§ **EXERCISE GOAL**
Write out all of the data without omission, exactly as shown.

(Data records)
____

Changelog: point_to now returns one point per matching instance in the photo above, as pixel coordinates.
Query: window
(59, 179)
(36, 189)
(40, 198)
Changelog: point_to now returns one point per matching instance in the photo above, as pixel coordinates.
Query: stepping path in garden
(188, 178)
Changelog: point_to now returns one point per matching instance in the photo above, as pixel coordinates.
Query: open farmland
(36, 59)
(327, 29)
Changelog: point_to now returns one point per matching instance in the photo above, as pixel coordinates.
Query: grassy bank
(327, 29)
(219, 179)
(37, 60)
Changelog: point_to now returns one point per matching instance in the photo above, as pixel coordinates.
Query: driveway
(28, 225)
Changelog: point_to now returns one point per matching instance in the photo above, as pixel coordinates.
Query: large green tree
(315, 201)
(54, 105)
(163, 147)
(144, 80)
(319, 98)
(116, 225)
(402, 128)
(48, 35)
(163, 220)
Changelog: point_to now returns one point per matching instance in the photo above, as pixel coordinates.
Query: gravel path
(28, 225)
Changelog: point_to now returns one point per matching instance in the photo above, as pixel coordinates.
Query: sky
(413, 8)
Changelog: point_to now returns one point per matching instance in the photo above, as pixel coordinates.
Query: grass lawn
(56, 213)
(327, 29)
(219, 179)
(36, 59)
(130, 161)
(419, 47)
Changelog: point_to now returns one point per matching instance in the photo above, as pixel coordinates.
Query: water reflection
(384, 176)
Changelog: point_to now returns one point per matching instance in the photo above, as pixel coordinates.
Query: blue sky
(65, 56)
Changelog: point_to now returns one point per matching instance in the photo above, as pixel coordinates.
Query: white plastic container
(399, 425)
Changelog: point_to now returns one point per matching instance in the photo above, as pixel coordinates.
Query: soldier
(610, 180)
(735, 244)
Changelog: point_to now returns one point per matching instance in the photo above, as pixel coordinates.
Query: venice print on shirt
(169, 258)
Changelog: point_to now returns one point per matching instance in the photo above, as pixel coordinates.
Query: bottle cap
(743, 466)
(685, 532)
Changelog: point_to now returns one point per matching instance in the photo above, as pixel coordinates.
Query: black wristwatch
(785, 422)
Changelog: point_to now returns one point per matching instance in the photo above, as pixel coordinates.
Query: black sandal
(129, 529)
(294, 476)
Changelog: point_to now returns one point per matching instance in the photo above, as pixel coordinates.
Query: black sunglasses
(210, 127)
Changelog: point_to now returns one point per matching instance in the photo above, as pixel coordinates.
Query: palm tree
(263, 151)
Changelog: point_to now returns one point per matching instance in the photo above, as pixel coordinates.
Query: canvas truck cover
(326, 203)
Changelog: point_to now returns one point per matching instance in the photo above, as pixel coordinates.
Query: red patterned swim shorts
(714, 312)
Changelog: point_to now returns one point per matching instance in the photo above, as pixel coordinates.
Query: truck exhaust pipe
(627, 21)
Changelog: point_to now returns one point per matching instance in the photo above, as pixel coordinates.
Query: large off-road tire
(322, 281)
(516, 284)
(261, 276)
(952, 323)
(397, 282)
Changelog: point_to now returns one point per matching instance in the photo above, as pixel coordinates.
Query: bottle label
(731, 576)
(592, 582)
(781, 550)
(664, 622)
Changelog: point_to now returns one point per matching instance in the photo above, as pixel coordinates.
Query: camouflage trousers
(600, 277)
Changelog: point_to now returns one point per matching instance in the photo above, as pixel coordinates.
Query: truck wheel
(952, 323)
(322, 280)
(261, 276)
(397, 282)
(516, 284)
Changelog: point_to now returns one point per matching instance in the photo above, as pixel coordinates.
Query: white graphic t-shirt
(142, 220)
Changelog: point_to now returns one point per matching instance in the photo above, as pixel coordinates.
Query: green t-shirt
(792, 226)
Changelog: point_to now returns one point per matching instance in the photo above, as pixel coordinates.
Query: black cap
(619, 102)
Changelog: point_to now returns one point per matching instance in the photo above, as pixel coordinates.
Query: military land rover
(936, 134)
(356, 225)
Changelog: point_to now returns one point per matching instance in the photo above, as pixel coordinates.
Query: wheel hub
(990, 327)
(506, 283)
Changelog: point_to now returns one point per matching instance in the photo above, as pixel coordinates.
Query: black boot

____

§ **ANSWER BOX**
Changelog: point_to now returns one point per matching instance in the photo above, as pixel coordinates.
Query: window
(59, 179)
(36, 189)
(40, 198)
Changelog: point_to now returns one point per matching instance in the photo above, as pixel coordinates.
Query: stepping path in garden
(188, 178)
Changelog: point_to now returns one point per matching instance in the photo above, as pixel coordinates.
Query: open farmland
(36, 59)
(327, 29)
Changelog: point_to now returns one point per matching instance in the photo above, as pixel coordinates.
Query: grassy bank
(327, 29)
(219, 179)
(37, 60)
Changelog: point_to now returns one point per matching instance in the photo above, as pixel coordinates.
Query: driveway
(28, 225)
Changelog: point_to now returns one point per matching instance in the photo above, as pixel coordinates.
Query: large green tree
(315, 201)
(54, 105)
(163, 147)
(144, 80)
(319, 98)
(116, 225)
(402, 128)
(48, 35)
(163, 220)
Changelog: point_to now returns one point per matching instance in the photo above, as pixel coordinates.
Query: gravel path
(28, 225)
Changelog: point_to now returns one point per matching instance in the photo above, as pixel coordinates.
Query: sky
(413, 8)
Changelog: point_to now returns one point per matching instance in the photo above, as pixel coordinates.
Query: grass lawn
(56, 213)
(327, 29)
(219, 179)
(36, 59)
(130, 161)
(419, 47)
Changelog: point_to now returns one point per matching instance in the photo above, as pixel coordinates.
Query: water reflection
(384, 176)
Changelog: point_to now returns one point per matching instance in the photo above, as pixel coordinates.
Query: blue sky
(65, 56)
Changelog: point_to now returns one point per matching instance in the photo above, as pixel coordinates.
Query: white plastic container
(399, 425)
Changelog: point_to now returns one point per matching instance in the photo above, as pixel coordinates.
Query: soldier
(610, 180)
(735, 244)
Changelog: point_to now returns one point per matching instance in the photo above, as pixel coordinates.
Query: venice print on shirt
(169, 258)
Changelog: point_to now returns one point per matching instance in the photo above, as pixel coordinates.
Query: bottle cap
(743, 466)
(685, 532)
Changelog: point_to now returns one point per matching instance in the photo above, as pixel coordinates.
Query: black wristwatch
(785, 422)
Changelog: point_to now returns one point per matching instance in the photo above, as pixel coordinates.
Query: black sandal
(129, 529)
(294, 476)
Changelog: point_to now returns one point per matching instance in the photo above, as pixel coordinates.
Query: black sunglasses
(210, 127)
Changelog: point_to now returns one point per matching instance in the photo above, as pixel coordinates.
Query: palm tree
(263, 151)
Changelog: point_to now returns one point per matching instance in the photo above, as pixel coordinates.
Query: canvas truck cover
(326, 203)
Changelog: point_to now returns one point per matching instance in the photo above, as pixel coordinates.
Query: red patterned swim shorts
(714, 312)
Changelog: point_to now returns one point per matching instance in the photo above, as pixel coordinates.
Query: truck exhaust pipe
(627, 21)
Changelog: point_to now returns one point per matching instance in the photo above, as pixel coordinates.
Query: large off-road tire
(322, 281)
(516, 284)
(261, 276)
(952, 323)
(397, 282)
Changelog: point_to now returns one point per matching instance in the photo above, as pixel coordinates.
Query: bottle label
(731, 576)
(592, 582)
(781, 550)
(664, 622)
Changelog: point_to now returns one point per matching instance in the photo above, as pixel coordinates.
Query: camouflage trousers
(600, 277)
Changelog: point_to now returns one point per matching instance in the photo above, as pixel coordinates.
Query: truck wheel
(952, 323)
(322, 280)
(261, 276)
(397, 282)
(516, 284)
Changelog: point_to now returns one point per matching instance in the photo above, as pixel coordinates.
Query: white graphic t-shirt
(142, 220)
Changelog: point_to now returns one point per matching instance in the photo above, as pixel coordinates.
Query: green t-shirt
(792, 226)
Changelog: point_to now returns one point per matching instance in the photo above, as pixel coordinates.
Query: black cap
(619, 102)
Changelog: point_to now returns one point per matching instance in the photo above, as pixel coordinates.
Query: military land rover
(936, 134)
(356, 225)
Changelog: point_to now returns one point per matching instance in the photo above, as pixel coordinates.
Query: wheel hub
(990, 327)
(506, 283)
Changelog: point_to now returns one point per matching instance in the photo above, as pixel coordinates.
Query: black boot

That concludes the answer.